## Objectif de l'exercice
Recopiez sans rien changer un passage du compte rendu de séance : commencez aux mots « Séance du 2 » et arrêtez-vous après « divers intervenants économiques. ».

Séance du 2 février 1999







M. le président. Par amendement n° 495 rectifié, présenté par M. Pastor, Mme Boyer, MM. Bony, Courteau, Lejeune, Piras, Plancade, Raoult, Trémel, Bellanger, Besson, Demerliat, Désiré, Dussaut, Fatous, Godard, Journet, Percheron, Rinchet, Signé, Teston, Vidal, Weber et les membres du groupe socialiste et apparentés, et tendant à insérer, après l'article 65, un article additionnel ainsi rédigé :
« Dans un délai de dix-huit mois à compter de la promulgation de la présente loi, le Gouvernement confiera aux parlementaires une mission d'analyse liée au développement économique rural, à la fiscalité agricole, à la notion d'intégration, à la gestion et à la transmission des droits à produire ainsi qu'à la définition et l'utilisation des critères de qualité par les divers intervenants économiques.

## Données d'annotation des limites
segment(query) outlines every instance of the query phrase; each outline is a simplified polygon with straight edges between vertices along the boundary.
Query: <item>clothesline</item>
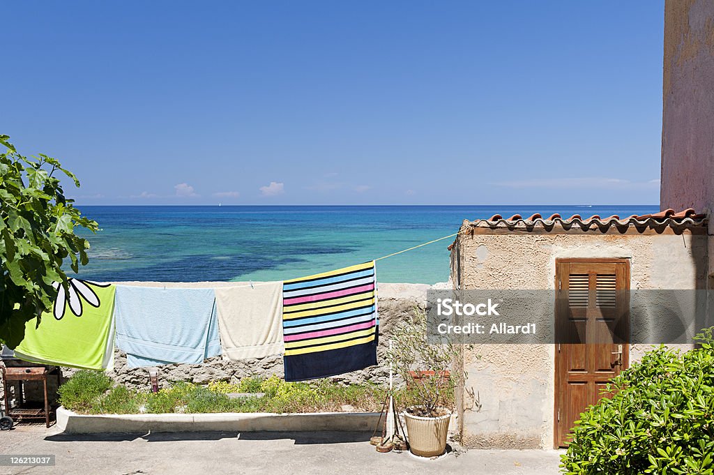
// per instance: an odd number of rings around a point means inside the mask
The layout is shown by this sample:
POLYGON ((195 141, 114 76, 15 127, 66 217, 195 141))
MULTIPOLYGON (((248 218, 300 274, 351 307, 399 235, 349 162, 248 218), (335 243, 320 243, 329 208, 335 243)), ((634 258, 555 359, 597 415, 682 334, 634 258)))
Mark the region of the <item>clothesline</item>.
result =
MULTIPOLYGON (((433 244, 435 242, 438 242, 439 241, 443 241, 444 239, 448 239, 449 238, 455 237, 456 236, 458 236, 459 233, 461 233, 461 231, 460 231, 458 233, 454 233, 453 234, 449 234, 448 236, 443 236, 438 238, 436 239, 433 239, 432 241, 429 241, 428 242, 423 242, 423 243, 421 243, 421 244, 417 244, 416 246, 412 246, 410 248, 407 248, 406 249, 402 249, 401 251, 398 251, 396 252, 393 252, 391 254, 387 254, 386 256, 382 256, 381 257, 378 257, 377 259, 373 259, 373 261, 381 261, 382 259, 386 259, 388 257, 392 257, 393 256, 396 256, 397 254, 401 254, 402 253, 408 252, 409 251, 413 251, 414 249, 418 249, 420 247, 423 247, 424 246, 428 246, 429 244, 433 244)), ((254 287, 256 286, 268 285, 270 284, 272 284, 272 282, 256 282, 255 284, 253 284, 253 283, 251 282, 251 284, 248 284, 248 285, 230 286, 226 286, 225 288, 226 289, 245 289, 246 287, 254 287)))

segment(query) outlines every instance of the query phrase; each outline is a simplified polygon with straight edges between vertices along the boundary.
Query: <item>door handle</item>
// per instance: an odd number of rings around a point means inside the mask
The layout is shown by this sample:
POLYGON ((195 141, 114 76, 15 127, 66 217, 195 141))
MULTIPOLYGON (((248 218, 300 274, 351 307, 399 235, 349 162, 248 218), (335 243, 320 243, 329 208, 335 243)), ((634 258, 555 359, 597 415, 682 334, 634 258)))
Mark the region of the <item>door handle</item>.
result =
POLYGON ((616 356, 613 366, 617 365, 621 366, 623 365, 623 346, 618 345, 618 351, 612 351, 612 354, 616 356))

## Corrigé de l'exercice
Séance du 2 février 1999







M. le président. Par amendement n° 495 rectifié, présenté par M. Pastor, Mme Boyer, MM. Bony, Courteau, Lejeune, Piras, Plancade, Raoult, Trémel, Bellanger, Besson, Demerliat, Désiré, Dussaut, Fatous, Godard, Journet, Percheron, Rinchet, Signé, Teston, Vidal, Weber et les membres du groupe socialiste et apparentés, et tendant à insérer, après l'article 65, un article additionnel ainsi rédigé :
« Dans un délai de dix-huit mois à compter de la promulgation de la présente loi, le Gouvernement confiera aux parlementaires une mission d'analyse liée au développement économique rural, à la fiscalité agricole, à la notion d'intégration, à la gestion et à la transmission des droits à produire ainsi qu'à la définition et l'utilisation des critères de qualité par les divers intervenants économiques.